BEGIN RAW DATA
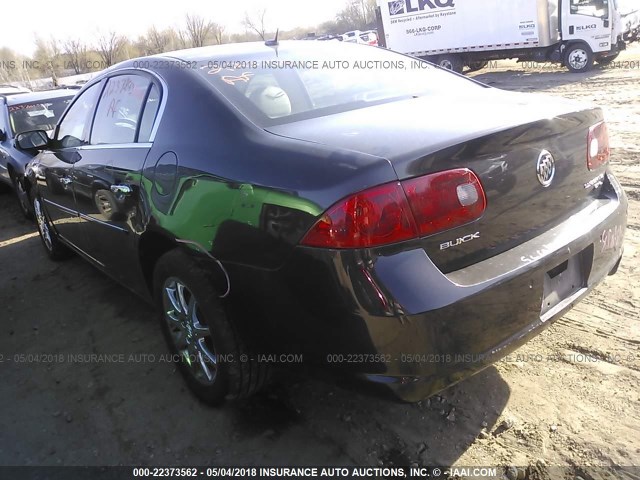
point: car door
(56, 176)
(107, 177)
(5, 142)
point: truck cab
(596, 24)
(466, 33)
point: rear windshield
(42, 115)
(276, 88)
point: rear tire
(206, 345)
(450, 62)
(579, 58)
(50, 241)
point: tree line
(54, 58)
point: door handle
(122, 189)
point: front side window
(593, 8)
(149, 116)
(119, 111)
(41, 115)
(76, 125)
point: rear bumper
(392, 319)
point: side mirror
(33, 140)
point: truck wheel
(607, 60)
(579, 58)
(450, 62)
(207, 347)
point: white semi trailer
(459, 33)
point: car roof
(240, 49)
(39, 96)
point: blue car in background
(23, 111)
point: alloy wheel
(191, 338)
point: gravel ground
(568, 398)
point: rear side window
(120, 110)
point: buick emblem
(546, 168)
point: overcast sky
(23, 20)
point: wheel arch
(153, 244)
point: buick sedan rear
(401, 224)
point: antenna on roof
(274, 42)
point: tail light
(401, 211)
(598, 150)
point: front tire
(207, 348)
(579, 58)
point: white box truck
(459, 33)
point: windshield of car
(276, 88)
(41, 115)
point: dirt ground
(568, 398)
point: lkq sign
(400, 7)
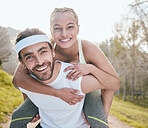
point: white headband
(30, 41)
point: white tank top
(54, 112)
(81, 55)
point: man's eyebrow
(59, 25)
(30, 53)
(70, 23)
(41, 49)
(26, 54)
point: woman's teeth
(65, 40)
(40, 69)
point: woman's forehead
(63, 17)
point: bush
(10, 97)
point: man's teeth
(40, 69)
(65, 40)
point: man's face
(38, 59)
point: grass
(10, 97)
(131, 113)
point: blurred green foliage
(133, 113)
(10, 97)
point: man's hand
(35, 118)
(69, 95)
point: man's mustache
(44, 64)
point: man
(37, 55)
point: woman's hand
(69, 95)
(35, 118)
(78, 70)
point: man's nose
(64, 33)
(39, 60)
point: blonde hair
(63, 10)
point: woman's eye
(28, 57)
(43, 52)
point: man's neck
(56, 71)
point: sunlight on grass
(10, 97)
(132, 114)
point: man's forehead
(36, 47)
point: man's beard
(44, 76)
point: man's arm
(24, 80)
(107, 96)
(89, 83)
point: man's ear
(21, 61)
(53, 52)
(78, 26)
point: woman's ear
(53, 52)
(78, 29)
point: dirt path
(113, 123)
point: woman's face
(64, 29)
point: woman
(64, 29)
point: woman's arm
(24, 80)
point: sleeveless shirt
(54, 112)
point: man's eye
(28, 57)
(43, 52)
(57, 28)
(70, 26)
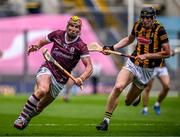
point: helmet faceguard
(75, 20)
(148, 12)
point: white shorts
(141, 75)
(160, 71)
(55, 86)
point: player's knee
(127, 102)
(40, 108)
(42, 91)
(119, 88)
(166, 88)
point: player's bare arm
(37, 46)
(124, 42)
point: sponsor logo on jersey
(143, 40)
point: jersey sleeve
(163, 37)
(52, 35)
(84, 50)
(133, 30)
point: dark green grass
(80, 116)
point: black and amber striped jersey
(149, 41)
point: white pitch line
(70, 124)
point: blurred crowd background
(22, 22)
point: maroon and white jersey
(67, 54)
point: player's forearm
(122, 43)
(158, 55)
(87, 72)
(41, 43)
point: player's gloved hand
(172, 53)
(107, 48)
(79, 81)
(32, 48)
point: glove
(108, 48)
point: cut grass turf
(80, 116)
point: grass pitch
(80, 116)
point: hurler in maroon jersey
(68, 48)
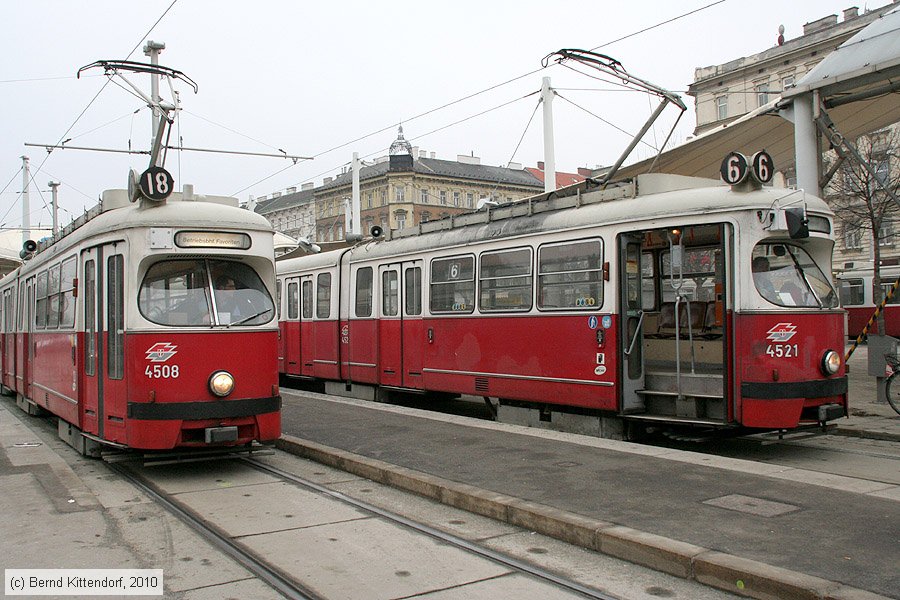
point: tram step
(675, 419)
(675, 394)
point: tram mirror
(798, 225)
END RAW DATA
BEGIN RAW DATA
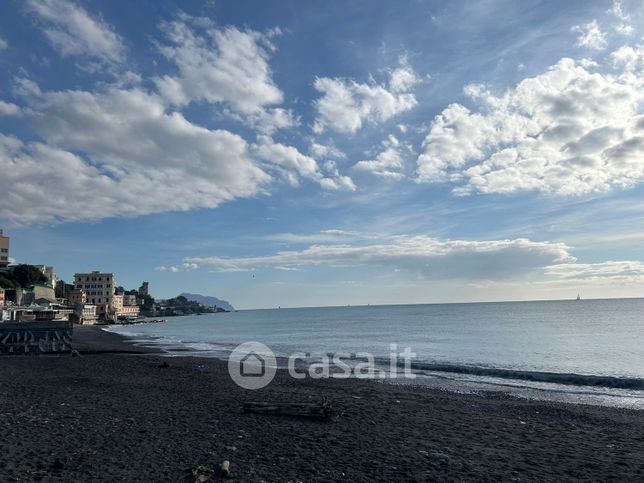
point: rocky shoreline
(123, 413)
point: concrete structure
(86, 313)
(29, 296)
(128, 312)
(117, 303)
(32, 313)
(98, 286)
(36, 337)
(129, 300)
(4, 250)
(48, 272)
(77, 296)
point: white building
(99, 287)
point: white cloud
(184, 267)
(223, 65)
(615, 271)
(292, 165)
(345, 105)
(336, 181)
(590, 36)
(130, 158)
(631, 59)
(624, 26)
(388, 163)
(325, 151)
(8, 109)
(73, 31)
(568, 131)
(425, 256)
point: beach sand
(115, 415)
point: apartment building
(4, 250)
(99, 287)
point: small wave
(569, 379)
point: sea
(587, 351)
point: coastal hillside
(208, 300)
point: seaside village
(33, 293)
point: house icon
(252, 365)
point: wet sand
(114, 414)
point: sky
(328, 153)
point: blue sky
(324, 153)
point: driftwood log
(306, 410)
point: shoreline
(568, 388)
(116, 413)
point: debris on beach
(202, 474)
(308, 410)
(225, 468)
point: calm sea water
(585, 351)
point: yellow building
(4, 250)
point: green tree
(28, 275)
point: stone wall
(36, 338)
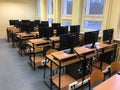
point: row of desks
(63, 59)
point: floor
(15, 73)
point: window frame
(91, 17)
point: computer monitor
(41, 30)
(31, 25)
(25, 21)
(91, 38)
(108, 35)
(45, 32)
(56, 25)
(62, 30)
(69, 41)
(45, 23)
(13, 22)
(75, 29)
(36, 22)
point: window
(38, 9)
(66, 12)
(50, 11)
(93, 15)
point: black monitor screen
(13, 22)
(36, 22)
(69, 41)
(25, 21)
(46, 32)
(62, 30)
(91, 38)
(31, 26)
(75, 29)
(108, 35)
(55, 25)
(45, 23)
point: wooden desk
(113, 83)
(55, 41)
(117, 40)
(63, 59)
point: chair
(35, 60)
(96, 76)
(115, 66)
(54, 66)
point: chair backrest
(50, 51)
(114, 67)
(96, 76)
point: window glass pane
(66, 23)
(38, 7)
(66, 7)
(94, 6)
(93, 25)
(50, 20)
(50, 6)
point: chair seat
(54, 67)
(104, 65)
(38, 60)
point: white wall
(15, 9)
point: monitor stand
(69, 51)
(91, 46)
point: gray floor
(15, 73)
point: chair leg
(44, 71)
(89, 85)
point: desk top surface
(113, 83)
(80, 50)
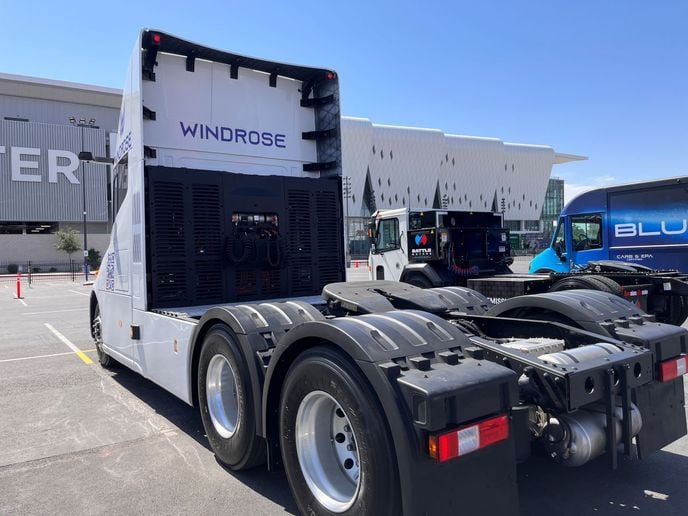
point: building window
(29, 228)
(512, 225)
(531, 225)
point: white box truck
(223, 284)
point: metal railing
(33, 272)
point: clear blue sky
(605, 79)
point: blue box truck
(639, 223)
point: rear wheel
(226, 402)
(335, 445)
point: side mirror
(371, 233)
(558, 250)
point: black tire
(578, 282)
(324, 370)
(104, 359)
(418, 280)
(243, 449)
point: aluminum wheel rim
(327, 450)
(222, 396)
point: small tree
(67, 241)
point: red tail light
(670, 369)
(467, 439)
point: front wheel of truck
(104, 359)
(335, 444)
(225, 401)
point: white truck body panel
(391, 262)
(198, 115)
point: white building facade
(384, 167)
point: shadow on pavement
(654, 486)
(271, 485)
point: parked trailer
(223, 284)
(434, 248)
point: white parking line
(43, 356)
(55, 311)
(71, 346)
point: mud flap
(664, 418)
END RAW DATA
BEGIN RAW DATA
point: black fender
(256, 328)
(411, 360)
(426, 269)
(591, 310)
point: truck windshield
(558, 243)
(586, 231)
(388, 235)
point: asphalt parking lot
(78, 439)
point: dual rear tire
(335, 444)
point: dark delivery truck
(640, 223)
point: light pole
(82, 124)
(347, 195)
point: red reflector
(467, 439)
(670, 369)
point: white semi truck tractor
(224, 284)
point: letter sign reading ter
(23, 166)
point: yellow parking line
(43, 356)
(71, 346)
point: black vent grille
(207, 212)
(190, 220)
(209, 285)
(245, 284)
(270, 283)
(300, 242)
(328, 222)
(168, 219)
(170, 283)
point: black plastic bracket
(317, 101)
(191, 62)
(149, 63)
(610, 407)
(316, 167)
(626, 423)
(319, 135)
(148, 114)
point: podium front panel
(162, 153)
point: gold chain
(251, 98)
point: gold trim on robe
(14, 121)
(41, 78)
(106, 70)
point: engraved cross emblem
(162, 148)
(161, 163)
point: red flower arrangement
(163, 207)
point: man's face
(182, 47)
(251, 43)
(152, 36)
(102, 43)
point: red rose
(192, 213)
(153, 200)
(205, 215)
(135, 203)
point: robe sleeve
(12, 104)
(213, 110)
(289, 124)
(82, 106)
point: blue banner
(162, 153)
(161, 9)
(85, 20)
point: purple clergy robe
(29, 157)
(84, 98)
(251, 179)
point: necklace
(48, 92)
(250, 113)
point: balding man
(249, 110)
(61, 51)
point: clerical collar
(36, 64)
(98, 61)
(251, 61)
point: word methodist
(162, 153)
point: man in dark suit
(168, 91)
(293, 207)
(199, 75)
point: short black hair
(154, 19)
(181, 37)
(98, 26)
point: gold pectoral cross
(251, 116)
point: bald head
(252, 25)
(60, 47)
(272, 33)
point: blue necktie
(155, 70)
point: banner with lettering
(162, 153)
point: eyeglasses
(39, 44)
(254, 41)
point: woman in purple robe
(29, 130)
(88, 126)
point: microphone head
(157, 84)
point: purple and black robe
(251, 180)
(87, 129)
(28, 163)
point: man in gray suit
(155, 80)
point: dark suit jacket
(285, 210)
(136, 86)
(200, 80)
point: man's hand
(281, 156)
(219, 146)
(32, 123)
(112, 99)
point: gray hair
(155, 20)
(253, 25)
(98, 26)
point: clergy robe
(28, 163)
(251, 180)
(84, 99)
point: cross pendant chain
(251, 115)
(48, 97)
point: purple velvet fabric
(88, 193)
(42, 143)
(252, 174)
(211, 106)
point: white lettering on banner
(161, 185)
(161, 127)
END RAW DATA
### DIRECTION
Gather every line from the rows above that contains the word "sign", and copy each one out in full.

### COMPLETE OUTPUT
point: lkq sign
point: letter sign reading ter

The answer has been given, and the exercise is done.